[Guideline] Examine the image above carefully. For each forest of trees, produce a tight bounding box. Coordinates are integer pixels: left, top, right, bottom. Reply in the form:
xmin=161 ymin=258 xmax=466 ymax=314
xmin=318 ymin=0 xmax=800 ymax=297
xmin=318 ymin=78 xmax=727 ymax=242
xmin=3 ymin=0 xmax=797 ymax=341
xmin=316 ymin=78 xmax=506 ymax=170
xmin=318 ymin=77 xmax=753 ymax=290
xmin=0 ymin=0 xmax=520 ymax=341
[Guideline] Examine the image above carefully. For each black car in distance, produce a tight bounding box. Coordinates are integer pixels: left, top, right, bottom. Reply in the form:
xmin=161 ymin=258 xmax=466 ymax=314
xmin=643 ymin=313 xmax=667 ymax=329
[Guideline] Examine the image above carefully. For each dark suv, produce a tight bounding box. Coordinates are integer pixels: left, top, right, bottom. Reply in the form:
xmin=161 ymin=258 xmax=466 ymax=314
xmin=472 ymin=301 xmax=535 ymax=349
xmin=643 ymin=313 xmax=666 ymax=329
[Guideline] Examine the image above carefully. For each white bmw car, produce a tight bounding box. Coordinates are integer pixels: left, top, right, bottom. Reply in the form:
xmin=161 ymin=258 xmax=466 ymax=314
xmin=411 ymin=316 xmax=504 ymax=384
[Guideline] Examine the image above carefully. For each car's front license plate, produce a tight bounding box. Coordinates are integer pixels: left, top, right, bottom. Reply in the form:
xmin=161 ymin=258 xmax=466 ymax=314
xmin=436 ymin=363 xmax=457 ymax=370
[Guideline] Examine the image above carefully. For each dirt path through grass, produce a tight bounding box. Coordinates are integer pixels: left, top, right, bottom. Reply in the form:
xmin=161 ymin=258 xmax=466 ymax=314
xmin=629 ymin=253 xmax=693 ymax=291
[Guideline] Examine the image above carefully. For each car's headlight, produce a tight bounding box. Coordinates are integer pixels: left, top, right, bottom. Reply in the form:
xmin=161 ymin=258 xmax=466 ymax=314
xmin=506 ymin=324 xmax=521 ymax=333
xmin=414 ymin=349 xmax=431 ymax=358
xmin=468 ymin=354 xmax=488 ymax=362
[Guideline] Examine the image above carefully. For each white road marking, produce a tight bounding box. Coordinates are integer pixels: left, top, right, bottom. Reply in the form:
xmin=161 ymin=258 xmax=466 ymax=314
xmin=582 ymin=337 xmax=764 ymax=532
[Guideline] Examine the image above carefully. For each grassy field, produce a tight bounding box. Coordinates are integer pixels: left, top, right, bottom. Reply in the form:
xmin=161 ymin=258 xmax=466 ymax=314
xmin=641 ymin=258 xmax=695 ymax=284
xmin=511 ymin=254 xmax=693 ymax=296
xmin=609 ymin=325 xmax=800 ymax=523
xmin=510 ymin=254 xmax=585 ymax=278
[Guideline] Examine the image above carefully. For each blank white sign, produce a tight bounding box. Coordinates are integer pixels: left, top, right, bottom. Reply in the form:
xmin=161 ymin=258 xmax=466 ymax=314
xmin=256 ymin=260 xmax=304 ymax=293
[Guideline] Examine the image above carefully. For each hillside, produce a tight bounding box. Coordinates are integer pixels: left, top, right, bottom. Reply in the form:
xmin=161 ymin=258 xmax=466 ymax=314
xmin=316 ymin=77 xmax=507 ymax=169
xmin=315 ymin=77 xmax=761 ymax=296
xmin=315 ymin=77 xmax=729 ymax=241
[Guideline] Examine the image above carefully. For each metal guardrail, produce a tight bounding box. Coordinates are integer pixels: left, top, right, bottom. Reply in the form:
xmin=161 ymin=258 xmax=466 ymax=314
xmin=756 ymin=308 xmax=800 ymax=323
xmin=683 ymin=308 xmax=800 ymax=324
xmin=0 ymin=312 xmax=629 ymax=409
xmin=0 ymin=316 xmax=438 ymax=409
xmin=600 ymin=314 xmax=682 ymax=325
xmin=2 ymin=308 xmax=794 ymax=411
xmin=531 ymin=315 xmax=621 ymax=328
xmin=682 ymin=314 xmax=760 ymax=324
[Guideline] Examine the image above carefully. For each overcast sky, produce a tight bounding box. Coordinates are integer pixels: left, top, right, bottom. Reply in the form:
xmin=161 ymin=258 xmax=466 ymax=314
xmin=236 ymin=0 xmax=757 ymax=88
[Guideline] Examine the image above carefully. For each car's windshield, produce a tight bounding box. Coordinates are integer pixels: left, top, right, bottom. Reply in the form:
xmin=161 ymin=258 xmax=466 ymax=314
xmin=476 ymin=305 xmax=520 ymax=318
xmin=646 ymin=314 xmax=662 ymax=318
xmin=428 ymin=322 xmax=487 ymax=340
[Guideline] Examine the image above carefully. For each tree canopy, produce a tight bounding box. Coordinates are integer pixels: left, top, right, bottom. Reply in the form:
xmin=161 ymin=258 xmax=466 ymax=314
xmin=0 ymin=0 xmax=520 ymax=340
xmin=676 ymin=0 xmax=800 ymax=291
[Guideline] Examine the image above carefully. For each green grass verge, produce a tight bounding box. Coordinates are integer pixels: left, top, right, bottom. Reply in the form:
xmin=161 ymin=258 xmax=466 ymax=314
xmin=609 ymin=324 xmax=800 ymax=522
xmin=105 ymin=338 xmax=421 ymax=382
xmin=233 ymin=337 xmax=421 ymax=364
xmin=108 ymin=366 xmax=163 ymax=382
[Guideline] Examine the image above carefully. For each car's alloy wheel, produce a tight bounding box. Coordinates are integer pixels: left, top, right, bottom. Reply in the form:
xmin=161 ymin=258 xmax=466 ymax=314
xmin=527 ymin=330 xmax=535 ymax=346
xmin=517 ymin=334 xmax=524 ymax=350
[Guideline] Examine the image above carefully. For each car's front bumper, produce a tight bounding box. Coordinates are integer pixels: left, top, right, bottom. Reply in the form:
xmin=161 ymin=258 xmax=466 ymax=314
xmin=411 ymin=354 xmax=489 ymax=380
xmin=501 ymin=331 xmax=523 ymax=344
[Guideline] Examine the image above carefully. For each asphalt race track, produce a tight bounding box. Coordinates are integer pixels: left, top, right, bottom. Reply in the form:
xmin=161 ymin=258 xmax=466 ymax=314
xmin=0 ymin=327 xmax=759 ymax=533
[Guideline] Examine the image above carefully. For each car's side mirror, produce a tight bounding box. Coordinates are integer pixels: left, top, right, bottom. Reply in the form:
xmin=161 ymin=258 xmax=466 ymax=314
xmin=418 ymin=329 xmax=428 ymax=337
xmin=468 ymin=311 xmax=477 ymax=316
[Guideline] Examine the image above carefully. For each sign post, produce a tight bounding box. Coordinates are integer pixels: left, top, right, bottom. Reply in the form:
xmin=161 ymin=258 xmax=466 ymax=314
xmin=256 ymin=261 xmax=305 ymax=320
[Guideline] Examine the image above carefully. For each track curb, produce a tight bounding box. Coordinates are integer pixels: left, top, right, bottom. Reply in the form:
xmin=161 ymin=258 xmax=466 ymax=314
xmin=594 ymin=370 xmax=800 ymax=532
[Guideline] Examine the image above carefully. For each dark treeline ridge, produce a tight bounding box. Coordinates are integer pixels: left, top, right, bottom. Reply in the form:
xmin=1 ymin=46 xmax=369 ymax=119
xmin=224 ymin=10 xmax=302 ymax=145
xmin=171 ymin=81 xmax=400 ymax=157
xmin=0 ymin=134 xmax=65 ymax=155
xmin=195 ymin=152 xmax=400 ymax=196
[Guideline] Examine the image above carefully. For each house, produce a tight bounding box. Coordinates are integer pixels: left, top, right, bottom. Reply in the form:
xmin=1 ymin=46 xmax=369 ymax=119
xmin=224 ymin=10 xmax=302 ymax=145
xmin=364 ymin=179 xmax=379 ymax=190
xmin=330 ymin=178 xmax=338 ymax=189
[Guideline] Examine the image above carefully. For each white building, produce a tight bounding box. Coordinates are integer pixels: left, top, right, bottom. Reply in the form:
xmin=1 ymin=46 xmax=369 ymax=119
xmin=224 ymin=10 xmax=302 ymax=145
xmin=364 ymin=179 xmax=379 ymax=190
------------
- WORK INSTRUCTION: Write the line containing "each dark treeline" and all the lines after it out again, word for word, through the end of the material, and nothing besides.

- RESULT:
[Guideline] Examine the image above carefully. For each dark treeline ridge, produce a tight bounding box. Coordinates are integer pixels: left, top, right, bottom. Reply in the form:
xmin=1 ymin=46 xmax=369 ymax=119
xmin=224 ymin=10 xmax=302 ymax=145
xmin=171 ymin=81 xmax=400 ymax=157
xmin=0 ymin=134 xmax=65 ymax=155
xmin=195 ymin=152 xmax=400 ymax=196
[Guideline] Examine the image above carefully. For each house, produce a tight bounding box. Coordinates are integer pixels: left, top, right, bottom. Reply in the form:
xmin=1 ymin=46 xmax=369 ymax=119
xmin=224 ymin=10 xmax=302 ymax=145
xmin=364 ymin=179 xmax=379 ymax=190
xmin=330 ymin=178 xmax=338 ymax=189
[Guideline] Examine the image above carefully. For each white building, produce a tight bounding box. Coordinates are integer pixels: left, top, right, bottom. Reply in the form:
xmin=1 ymin=46 xmax=369 ymax=119
xmin=224 ymin=10 xmax=302 ymax=145
xmin=364 ymin=179 xmax=379 ymax=190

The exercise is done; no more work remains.